**Texte source:**
● ● ●

Nous aurons l’occasion de vous faire des propositions au cours de la discussion. Quoi qu’il en soit, pour le groupe socialiste, le seul crédit que l’on puisse accorder aux gouvernements successifs de la législature, c’est d’abord leur passif !

M. le président. La parole est à M. Jean-Luc Préel, pour le groupe UDF.

M. Jean-Luc Préel. M. Le Guen ne m’a pas convaincu de l’inconstitutionnalité du texte.

M. Pierre-Louis Fagniez, rapporteur pour les recettes et l’équilibre général. Nous non plus !

M. Jean-Luc Préel. Certes, certains articles et amendements, acceptés ou à venir, ont sans doute peu de rapport avec une loi de financement de la sécurité sociale et risquent fort d’être retoqués  par le Conseil constitutionnel, mais globalement le projet répond aux critères constitutionnels et à la loi organique que nous avons votée l’année dernière.

● ● ●

**Consignes:**
[A] Recopiez le passage du texte source qui commence par « M. Pierre-Louis Fagniez, rapporteur » et se poursuit jusqu'à « votée l’année dernière. ».
[B] D'après le texte source, pour quel groupe M. Jean-Luc Préel prend-il la parole ?
Vous n'avez pas besoin des enregistrements.

**Informations sources:**
● ● ●

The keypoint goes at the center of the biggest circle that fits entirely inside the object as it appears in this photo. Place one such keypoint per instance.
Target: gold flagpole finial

● ● ●

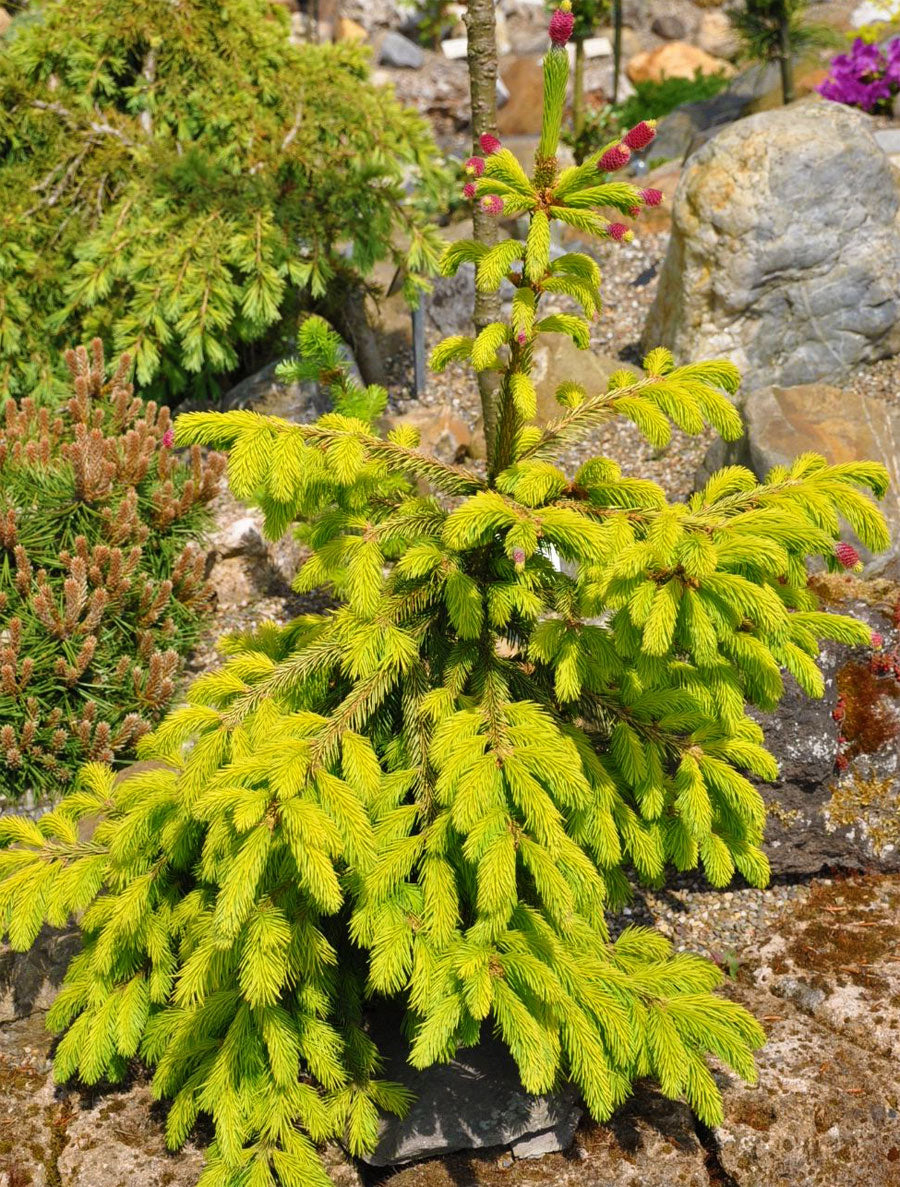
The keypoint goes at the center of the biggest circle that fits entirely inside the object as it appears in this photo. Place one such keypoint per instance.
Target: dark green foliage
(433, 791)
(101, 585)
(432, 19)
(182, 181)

● ● ●

**Vos réponses écrites:**
[A]
M. Pierre-Louis Fagniez, rapporteur pour les recettes et l’équilibre général. Nous non plus !

M. Jean-Luc Préel. Certes, certains articles et amendements, acceptés ou à venir, ont sans doute peu de rapport avec une loi de financement de la sécurité sociale et risquent fort d’être retoqués  par le Conseil constitutionnel, mais globalement le projet répond aux critères constitutionnels et à la loi organique que nous avons votée l’année dernière.

[B] Pour le groupe UDF.